• _EXERCISE INPUTS_:
++++
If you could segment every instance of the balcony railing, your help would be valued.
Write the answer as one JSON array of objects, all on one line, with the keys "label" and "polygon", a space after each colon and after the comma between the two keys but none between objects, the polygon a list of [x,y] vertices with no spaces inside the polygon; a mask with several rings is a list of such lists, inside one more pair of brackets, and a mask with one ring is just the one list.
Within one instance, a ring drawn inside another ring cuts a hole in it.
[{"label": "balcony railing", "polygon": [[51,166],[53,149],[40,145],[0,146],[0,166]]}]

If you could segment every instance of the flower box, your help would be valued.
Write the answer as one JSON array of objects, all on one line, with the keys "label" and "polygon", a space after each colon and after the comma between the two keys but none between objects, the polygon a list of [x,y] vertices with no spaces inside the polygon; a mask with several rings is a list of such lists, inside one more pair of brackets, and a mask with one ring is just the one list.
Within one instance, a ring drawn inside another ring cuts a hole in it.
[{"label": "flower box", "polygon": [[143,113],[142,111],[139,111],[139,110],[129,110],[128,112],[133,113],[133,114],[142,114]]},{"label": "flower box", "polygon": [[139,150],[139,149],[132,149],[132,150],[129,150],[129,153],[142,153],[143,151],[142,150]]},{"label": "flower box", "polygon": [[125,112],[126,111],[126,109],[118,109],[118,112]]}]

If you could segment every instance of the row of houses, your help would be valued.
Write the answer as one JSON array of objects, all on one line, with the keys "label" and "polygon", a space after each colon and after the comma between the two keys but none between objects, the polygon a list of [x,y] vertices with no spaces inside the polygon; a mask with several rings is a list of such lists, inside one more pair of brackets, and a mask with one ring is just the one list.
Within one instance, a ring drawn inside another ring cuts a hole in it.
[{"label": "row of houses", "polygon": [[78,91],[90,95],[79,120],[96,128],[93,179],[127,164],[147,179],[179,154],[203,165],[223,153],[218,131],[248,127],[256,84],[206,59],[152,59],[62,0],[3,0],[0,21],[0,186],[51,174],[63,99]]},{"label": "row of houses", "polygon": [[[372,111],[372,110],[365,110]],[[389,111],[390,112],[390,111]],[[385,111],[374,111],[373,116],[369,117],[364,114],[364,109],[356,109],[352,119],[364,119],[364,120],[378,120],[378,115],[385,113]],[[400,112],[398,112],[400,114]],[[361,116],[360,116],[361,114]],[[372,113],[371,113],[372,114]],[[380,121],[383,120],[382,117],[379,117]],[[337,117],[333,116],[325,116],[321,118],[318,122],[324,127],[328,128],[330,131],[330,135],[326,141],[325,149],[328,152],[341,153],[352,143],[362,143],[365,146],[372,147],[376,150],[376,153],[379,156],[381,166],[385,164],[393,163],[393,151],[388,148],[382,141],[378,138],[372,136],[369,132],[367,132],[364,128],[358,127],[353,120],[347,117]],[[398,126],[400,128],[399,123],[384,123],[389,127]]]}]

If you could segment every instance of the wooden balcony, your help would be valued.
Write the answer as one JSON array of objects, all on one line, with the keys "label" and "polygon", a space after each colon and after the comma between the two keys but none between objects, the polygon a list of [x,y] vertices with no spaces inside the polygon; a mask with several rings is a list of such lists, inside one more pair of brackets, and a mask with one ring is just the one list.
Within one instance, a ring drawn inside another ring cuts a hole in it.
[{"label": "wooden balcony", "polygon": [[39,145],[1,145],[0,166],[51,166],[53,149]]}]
++++
• _WORK TO BE COMPLETED_: Could the entire listing be reproduced without any alteration?

• _ANSWER AREA_:
If you could segment every instance of the balcony railing, your help would be valued.
Write the answer as one JSON array of objects, all on one line, with the keys "label" and "polygon", a space after each colon and after the comma between the two keys but none between objects, the polygon a list of [x,y] vertices with no spaces inside the polygon; a mask with several rings is a list of such lists, inside one more pair of brackets, and a mask with one ring is just the one list.
Within one instance, a ring drawn inside another ring cuts a hole in it.
[{"label": "balcony railing", "polygon": [[51,166],[53,149],[40,145],[0,146],[0,166]]}]

If you could segment every instance of the flower box, your help would be valued.
Write the answer as one JSON array of objects, all on one line, with the keys "label" and "polygon", a space after each colon and after the comma between the two keys but none between objects, the polygon a list of [x,y] vertices with no spaces inside the polygon; a mask with several rings is a list of such lists, inside one more pair of brackets, and a mask with one ring is just the one list.
Within one instance, a ring drawn inside another ring cuts a hole in it.
[{"label": "flower box", "polygon": [[143,113],[142,111],[139,111],[139,110],[129,110],[128,112],[133,113],[133,114],[142,114]]},{"label": "flower box", "polygon": [[139,150],[139,149],[132,149],[132,150],[129,150],[129,153],[142,153],[143,151],[142,150]]},{"label": "flower box", "polygon": [[125,112],[126,111],[126,109],[118,109],[118,112]]}]

If you could segment every instance of the row of houses, your help would be valued.
Write the answer as one JSON array of objects, all on one line, with the keys "label" and "polygon", a space after each colon and after the comma between the two keys but none between objects, the polygon a list of [x,y] vertices with no spaces inside the polygon; a mask with several rings is a list of such lists, inside one more pair of brackets, and a mask with one ring is just the one list.
Within one instance, a ring drawn inside another ring cuts a hole in it.
[{"label": "row of houses", "polygon": [[78,91],[90,95],[79,120],[96,128],[93,179],[127,164],[147,179],[179,154],[203,165],[223,153],[218,131],[248,127],[256,84],[206,59],[152,59],[62,0],[3,0],[0,21],[0,186],[51,174],[63,99]]},{"label": "row of houses", "polygon": [[[372,111],[372,110],[365,110]],[[389,111],[390,112],[390,111]],[[385,111],[374,111],[373,116],[369,117],[364,114],[364,109],[356,109],[352,119],[364,119],[364,120],[378,120],[378,115],[385,113]],[[400,112],[398,112],[400,114]],[[361,116],[360,116],[361,114]],[[372,113],[371,113],[372,114]],[[380,121],[383,120],[382,117],[379,117]],[[337,117],[333,116],[325,116],[321,118],[318,122],[324,127],[328,128],[330,131],[330,135],[326,141],[325,149],[328,152],[341,153],[352,143],[362,143],[365,146],[372,147],[376,150],[376,153],[379,156],[381,166],[385,164],[393,163],[393,151],[388,148],[382,141],[378,138],[372,136],[369,132],[367,132],[364,128],[358,127],[353,120],[347,117]],[[398,126],[400,128],[399,123],[384,123],[389,127]]]}]

If you could segment every instance of the wooden balcony, your help would be valued.
Write the answer as one JSON array of objects, all on one line, with the keys "label" and "polygon", a space after each colon and after the comma between the two keys but none between objects, the polygon a list of [x,y] vertices with no spaces inside the polygon; a mask with several rings is a list of such lists, inside one more pair of brackets, and a mask with one ring is just the one list.
Within one instance, a ring drawn inside another ring cuts a hole in it.
[{"label": "wooden balcony", "polygon": [[39,145],[1,145],[0,166],[51,166],[53,149]]}]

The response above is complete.